Segment Start: DOCUMENT EXTRACT

Bruno Touschek once told me about a time when all of the civilian casualties of a military action were mentioned and that Heisenberg had replied, "but they were just Poles."
-- Thirring, The Joy of Discovery
― alimosina, Saturday, 29 December 2018 04:17 (five years ago) link
Bojowald, Once Before Time
A popular account of loop quantum cosmology. It is translated from German, with quotations from Goethe, Schiller, Schopenhauer, Nietzsche, Rilke, and Wittgenstein.
One may view this quantum gravitational base as analogous to the matter vacuum, but it is much more ominous... The vacuum of loop quantum gravity is of an inconceivable emptiness: no sound, no light, no stuff, no space; only time as a faintly glimmering hope to leave behind this wasteland.
Ashtekar is a mathematical physicist, an analyst equipped with technical brilliance and unparalleled mastery of the dark art of scientific power play. Senior to Rovelli and Smolin, he quite naturally saw the leadership role fall into his hands. And he seized it.
Especially Nietzsche. This book is for fans of hypothetical physics. It is non-technical but more demanding than others in this area (e.g. Ferriera).
― alimosina, Saturday, 29 December 2018 04:23 (five years ago) link
Gordon, The Brookhaven Connection
Most people know Brookhaven National Laboratory as an underfunded but legendary institution where excellent science is done, home of the last American particle accelerator and other research facilities. Crease wrote a good history of its first 25 years.

Segment End: DOCUMENT EXTRACT

# WHAT NEEDS TO BE DONE:
Answer these about the book notes:
(a) From what language is Once Before Time translated?
(b) Who is described as senior to Rovelli and Smolin?
(c) Who wrote a history of the first 25 years of Brookhaven National Laboratory?
Rely only on the book notes for what follows.

Segment Start: EXCERPTED RECORDS

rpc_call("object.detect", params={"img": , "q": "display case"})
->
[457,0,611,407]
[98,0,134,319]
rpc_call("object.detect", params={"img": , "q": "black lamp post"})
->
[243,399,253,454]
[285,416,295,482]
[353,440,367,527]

Segment End: EXCERPTED RECORDS
Segment Start: EXCERPTED RECORDS

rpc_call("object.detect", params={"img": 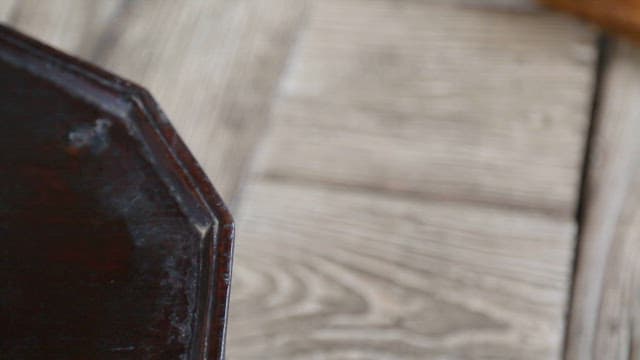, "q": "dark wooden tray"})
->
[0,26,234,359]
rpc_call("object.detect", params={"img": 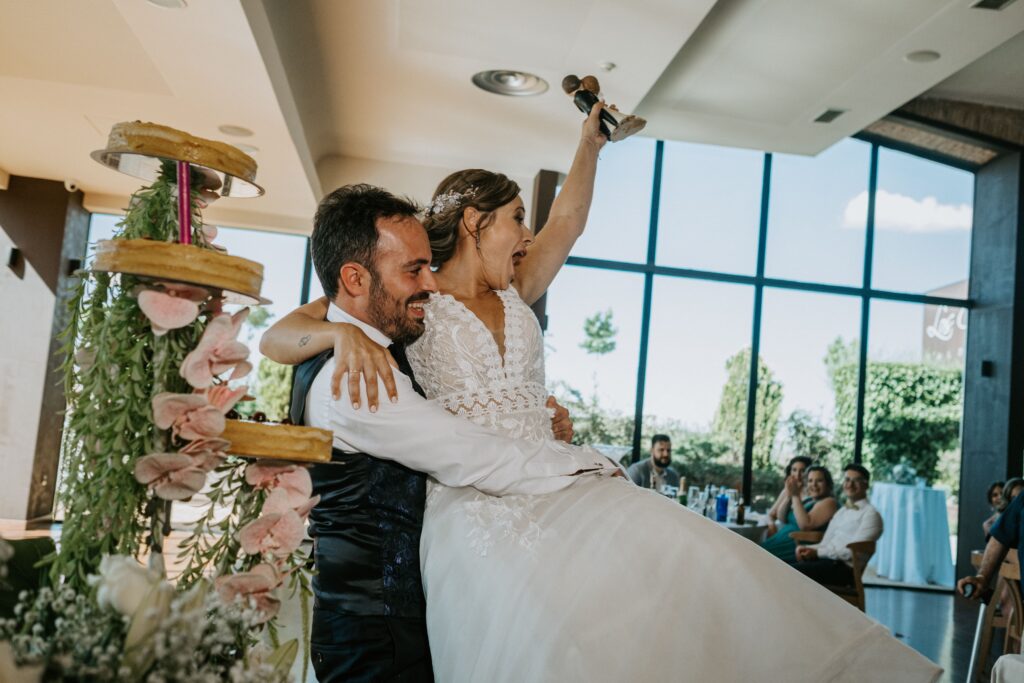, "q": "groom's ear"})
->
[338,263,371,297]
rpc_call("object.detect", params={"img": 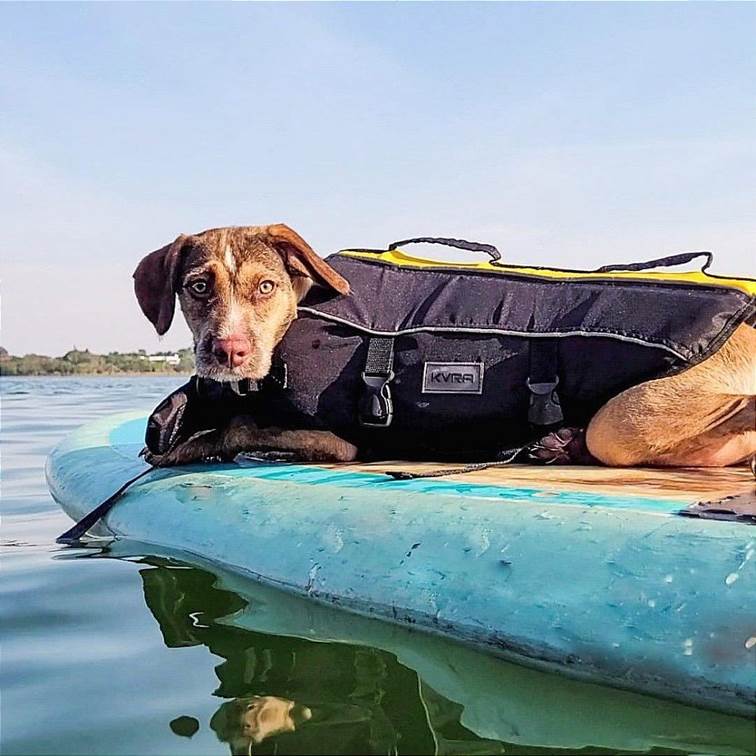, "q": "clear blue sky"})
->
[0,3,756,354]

Segment End: EXCERPTED RECORDS

# SOLVED PROBLEM:
(a) German
(b) Ashtekar
(c) Crease